IN HIS FIRST YEAR AT PUNAHOU, WHEN HE WAS TEN, OBAMA received a quite unexpected Christmas gift: a visit from his father. To this day, those several weeks are the only memories of Barack Sr. that Obama holds. At the time, they left young Barry even more confused about the man who had been served up to him as a legend. He learned that his father had remarried and Barry had five half brothers and one half sister living in Kenya. To prepare him for his father’s arrival, his mother had plied him with information about Kenya and its history. She told him the Luo tribe had migrated to Kenya from its first home along the banks of the world’s greatest river, presumably the Nile. This was another attempt by Obama’s mother to create an almost godlike figure out of Barack Sr. But Barry began discovering that his mother and grandfather tended to relay only half the story when it came to his father. When Obama went to the library himself to read about his father’s tribe, he discovered that the Luo raised cattle, lived in mud huts, and their main sustenance was cornmeal. He did not know it at the time, but his father had herded goats as a child, and only through sheer intellectual ability and educational promise did he escape living an African tribal farm life. Barry left the book on the table and stomped out of the library in a huff.

This research, unfortunately, dovetailed with something he had run across a bit earlier in a story about a black man who tried to lighten his skin with a certain chemical. Barry had wondered why on earth a black man, who was a member of such an esteemed people, would want to make himself appear less than black? After such discoveries, his young inquisitive mind became suspicious of his mother’s portrayal of blacks as superior beings.

Obama recalls most vividly only a few aspects of his father’s visit. First was his father’s commanding physical presence—he could make himself the focus of a room simply by walking in, speaking in his confident manner, moving in his debonair fashion. An act as simple as wrapping one leg over the other would conjure a feeling of elegance from a person in Barack Sr.’s presence.

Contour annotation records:

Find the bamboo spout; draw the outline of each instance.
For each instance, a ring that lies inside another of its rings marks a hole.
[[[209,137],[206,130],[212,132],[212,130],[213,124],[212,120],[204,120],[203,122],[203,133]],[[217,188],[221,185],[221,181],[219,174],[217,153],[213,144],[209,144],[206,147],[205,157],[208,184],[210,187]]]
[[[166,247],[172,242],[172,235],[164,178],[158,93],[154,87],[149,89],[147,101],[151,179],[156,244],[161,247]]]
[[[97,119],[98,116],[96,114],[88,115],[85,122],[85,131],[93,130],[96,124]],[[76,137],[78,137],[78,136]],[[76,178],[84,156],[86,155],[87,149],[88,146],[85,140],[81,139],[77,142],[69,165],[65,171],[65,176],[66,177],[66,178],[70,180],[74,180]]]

__Exercise tasks__:
(a) Answer these questions using the excerpt about Obama's childhood:
(i) How old was Obama when his father came to visit?
(ii) According to what Obama read in the library, what was the main sustenance of the Luo?
(iii) What did the black man in the story Obama had come across try to do?
(b) Using the excerpt about Obama's childhood, decide whether each statement agrees with it. Answer yes or no and quote the words that settle it.
(i) Obama learned that he had two half sisters living in Kenya.
(ii) As a child, Barack Sr. herded goats.
(iii) After reading about the Luo, Obama calmly put the book back and left the library.
(c) Pick up the excerpt about Obama's childhood after its final sentence and continue it.

__Answers to each task__:
(a)
(i) He was ten.
(ii) Cornmeal.
(iii) He tried to lighten his skin with a certain chemical.

(b)
(i) No: "Barry had five half brothers and one half sister living in Kenya."
(ii) Yes: "his father had herded goats as a child"
(iii) No: "Barry left the book on the table and stomped out of the library in a huff."

(c)
One incident from the visit also stuck out: Obama recalled starkly how his father drew the wrath of his grandmother and his mother when he stepped in and forbade Obama to watch a classic holiday television cartoon, How the Grinch Stole Christmas. His father believed the boy had been studying too little and watching too much TV. The orders barked from Barack Sr. led to a bitter argument, in which family members accused each other of one thing or another. In his book, Obama uses the fiction of the Grinch story as a metaphor for the fiction of happiness and comfort that was now evaporating around him, revealing instead the harsh reality of life—his parents’ failed marriage and his father’s abandonment of his familial responsibilities. Like the premise of blacks belonging to a superior race, the stories he had been told of his father’s greatness were becoming ever more dubious to Barry. His youthful innocence was being lost, and he was confronted with a wholly different image of his heritage.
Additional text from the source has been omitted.